**PROBLEM TO SOLVE**
In the records below, find the line that contains "Pick out a point on every instance of the small" and repeat it, along with each line after it, exactly as written.

**GIVEN INFORMATION**
====

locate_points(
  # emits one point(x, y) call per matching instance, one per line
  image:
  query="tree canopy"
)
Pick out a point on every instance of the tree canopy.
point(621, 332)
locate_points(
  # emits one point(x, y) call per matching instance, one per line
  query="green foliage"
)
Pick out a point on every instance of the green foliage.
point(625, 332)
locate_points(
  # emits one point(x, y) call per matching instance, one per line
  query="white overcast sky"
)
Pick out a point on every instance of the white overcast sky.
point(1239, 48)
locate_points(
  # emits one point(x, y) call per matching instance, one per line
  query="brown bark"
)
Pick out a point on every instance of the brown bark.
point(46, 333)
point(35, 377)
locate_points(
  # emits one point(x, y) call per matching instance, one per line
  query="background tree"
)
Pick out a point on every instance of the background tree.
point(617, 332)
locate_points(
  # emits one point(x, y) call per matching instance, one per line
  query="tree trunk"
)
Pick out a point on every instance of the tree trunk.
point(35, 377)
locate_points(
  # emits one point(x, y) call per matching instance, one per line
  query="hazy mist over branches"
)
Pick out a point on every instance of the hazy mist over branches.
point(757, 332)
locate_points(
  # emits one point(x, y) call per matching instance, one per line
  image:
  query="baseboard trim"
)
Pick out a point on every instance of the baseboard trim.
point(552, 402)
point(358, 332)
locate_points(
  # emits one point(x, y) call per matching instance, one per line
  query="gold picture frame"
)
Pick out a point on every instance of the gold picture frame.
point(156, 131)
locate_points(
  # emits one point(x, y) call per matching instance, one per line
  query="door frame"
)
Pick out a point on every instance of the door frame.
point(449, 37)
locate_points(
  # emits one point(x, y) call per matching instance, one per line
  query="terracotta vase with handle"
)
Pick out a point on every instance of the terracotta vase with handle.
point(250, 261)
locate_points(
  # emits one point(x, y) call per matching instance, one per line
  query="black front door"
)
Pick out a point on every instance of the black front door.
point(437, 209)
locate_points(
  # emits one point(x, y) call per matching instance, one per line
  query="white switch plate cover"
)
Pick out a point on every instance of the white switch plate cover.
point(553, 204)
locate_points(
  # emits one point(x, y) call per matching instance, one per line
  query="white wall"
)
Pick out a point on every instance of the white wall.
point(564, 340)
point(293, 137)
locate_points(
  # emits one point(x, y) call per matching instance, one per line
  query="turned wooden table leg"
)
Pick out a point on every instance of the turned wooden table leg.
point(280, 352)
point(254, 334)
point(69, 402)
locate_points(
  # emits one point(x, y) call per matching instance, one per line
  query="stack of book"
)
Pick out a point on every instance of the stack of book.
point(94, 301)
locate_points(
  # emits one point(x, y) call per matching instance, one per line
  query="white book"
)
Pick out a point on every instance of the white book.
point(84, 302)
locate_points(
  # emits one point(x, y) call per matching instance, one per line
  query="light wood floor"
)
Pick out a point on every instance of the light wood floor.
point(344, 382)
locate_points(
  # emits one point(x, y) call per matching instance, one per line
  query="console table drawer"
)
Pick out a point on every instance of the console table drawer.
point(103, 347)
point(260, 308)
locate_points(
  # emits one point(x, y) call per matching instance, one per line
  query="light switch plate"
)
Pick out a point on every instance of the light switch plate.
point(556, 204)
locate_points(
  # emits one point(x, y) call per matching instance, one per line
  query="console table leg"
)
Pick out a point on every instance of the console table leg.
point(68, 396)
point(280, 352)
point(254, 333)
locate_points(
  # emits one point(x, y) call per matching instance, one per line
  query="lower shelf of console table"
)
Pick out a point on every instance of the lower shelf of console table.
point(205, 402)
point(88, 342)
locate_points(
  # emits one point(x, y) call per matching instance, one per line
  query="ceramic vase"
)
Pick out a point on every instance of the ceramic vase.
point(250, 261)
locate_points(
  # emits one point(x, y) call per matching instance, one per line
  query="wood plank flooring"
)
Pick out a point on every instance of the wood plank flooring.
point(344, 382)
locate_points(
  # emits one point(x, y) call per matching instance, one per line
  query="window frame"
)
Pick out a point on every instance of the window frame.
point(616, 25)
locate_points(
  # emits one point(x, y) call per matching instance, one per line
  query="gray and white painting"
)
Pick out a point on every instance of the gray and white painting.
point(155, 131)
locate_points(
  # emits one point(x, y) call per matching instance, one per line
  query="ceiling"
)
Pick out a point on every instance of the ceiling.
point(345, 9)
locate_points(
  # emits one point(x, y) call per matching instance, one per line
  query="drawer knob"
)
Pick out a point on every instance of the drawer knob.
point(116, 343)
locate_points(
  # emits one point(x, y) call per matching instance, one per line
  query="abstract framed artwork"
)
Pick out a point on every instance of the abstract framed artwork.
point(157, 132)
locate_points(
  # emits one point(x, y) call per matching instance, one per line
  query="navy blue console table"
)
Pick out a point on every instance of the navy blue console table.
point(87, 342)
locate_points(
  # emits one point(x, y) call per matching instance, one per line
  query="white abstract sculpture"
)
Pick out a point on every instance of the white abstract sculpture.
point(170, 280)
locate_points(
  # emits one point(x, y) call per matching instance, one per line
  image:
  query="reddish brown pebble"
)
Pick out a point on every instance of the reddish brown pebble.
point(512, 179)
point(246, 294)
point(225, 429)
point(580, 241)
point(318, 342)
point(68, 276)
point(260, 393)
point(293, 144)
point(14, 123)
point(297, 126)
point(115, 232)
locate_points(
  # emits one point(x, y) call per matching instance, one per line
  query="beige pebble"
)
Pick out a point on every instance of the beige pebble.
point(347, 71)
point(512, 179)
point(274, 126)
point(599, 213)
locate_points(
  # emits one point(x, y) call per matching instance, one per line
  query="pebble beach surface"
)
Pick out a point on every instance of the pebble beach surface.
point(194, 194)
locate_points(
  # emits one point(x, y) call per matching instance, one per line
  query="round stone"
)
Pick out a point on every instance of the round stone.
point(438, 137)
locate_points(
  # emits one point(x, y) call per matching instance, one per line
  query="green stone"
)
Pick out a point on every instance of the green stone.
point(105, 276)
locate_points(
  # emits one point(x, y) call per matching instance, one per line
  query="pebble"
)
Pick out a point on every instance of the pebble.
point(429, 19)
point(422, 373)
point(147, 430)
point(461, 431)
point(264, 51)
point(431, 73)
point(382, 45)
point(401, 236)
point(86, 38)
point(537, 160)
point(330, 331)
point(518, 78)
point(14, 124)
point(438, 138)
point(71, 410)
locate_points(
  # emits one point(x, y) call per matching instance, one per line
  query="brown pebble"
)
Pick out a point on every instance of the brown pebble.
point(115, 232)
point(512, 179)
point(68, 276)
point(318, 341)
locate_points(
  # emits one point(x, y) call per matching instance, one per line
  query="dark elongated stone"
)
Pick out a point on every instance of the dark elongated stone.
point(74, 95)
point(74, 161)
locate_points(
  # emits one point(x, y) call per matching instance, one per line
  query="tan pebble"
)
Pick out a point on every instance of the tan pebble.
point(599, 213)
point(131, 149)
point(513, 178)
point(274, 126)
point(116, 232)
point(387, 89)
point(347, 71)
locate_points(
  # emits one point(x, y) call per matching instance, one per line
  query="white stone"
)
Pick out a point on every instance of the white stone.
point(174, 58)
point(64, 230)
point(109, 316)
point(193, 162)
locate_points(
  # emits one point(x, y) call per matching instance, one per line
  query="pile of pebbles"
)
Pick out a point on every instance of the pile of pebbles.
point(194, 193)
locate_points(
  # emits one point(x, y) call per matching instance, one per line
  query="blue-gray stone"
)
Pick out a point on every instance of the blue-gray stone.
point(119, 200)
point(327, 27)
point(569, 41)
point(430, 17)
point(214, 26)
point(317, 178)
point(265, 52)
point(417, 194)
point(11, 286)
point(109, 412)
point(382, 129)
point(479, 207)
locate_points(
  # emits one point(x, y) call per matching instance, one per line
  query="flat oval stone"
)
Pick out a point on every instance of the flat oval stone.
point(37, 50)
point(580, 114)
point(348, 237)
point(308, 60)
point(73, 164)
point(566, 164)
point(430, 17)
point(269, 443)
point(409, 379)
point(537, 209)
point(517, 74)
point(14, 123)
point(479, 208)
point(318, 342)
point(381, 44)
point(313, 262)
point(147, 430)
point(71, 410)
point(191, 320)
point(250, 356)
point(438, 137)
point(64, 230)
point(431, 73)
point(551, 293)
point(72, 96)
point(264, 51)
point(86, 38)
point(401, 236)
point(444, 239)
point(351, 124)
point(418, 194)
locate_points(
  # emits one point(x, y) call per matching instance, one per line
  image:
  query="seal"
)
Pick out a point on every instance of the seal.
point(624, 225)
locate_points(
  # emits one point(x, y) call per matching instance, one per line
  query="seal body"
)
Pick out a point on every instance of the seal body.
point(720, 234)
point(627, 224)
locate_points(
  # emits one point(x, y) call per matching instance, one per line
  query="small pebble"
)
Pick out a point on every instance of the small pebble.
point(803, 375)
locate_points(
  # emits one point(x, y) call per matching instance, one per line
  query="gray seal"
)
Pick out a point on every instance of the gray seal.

====

**WRITTEN RESPONSE**
Pick out a point on every instance of the small pebble.
point(803, 375)
locate_points(
  # emits one point(x, y) call per matching instance, one per line
  query="gray seal"
)
Pick out a point on every instance of the gray seal.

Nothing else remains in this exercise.